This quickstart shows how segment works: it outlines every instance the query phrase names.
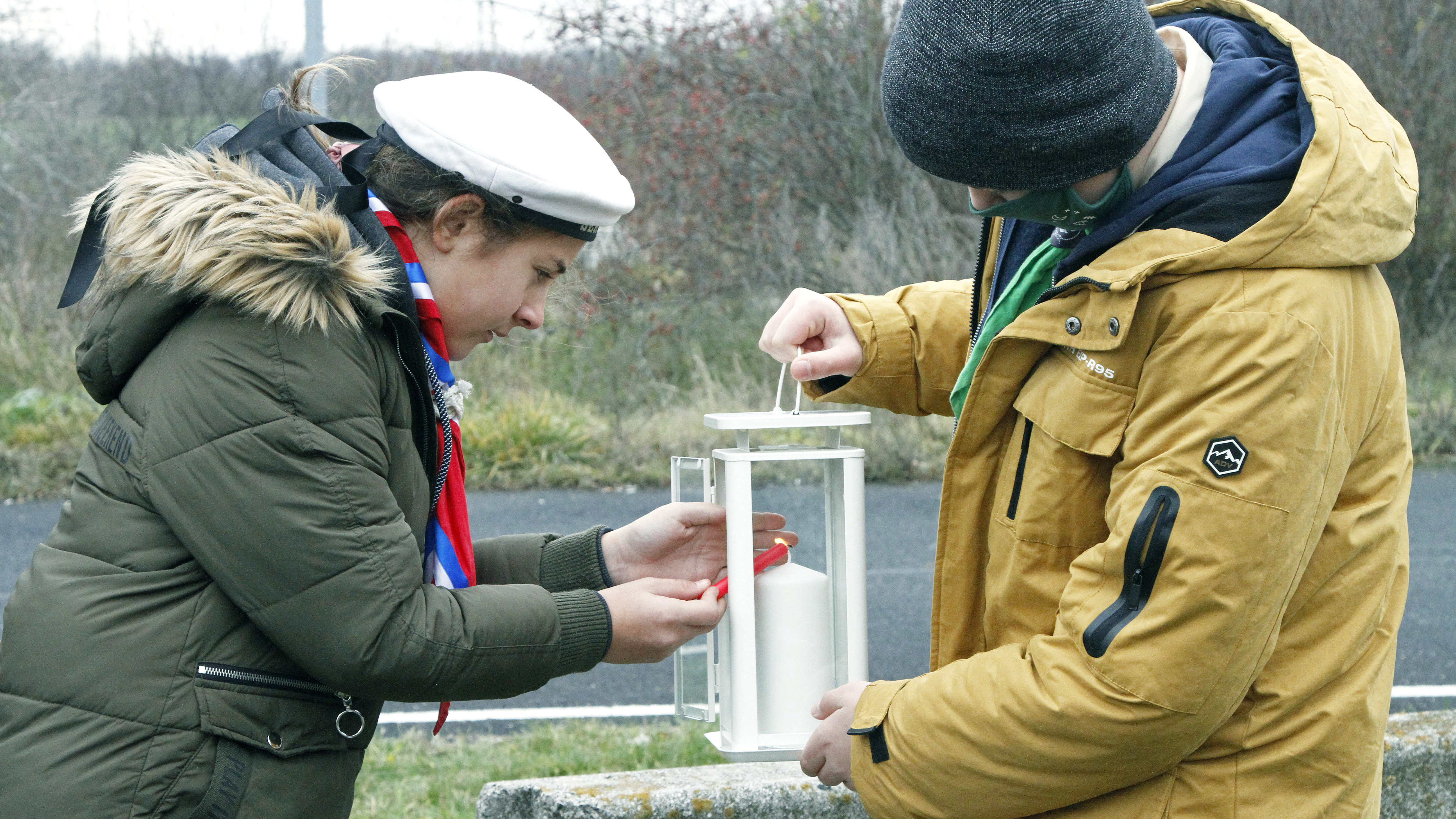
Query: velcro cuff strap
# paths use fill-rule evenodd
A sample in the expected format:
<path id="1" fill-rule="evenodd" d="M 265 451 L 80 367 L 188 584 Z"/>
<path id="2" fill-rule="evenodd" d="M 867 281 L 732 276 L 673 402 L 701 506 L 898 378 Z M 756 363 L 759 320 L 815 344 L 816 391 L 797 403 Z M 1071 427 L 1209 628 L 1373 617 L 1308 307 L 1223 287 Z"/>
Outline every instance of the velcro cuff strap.
<path id="1" fill-rule="evenodd" d="M 907 682 L 910 681 L 891 679 L 871 683 L 859 695 L 859 704 L 855 705 L 855 721 L 849 724 L 850 733 L 863 733 L 863 729 L 879 727 L 879 723 L 885 721 L 885 714 L 890 713 L 890 701 L 900 694 Z"/>
<path id="2" fill-rule="evenodd" d="M 890 761 L 890 745 L 885 742 L 885 716 L 890 713 L 890 702 L 900 694 L 909 679 L 879 681 L 859 695 L 855 705 L 855 721 L 849 726 L 849 736 L 863 736 L 869 740 L 869 759 L 874 764 Z"/>
<path id="3" fill-rule="evenodd" d="M 869 761 L 875 765 L 890 761 L 890 745 L 885 743 L 885 726 L 879 724 L 872 729 L 849 729 L 849 736 L 863 736 L 869 740 Z"/>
########################################
**WORK TO DO**
Please output every line of the entries from the first one up to and including the line containing "Outline every instance", leaving the pictures out.

**FINAL ANSWER**
This quickstart shows how segment works: it outlines every instance the query phrase names.
Query: velcro cuff strap
# paths use fill-rule evenodd
A sample in the expected format:
<path id="1" fill-rule="evenodd" d="M 265 451 L 80 367 L 188 584 Z"/>
<path id="2" fill-rule="evenodd" d="M 867 281 L 732 276 L 673 402 L 701 506 L 898 378 Z M 756 363 L 759 320 L 815 344 L 816 391 L 797 403 Z M 1071 427 L 1209 628 L 1373 617 L 1308 307 L 1223 287 Z"/>
Outline every instance of the velcro cuff strap.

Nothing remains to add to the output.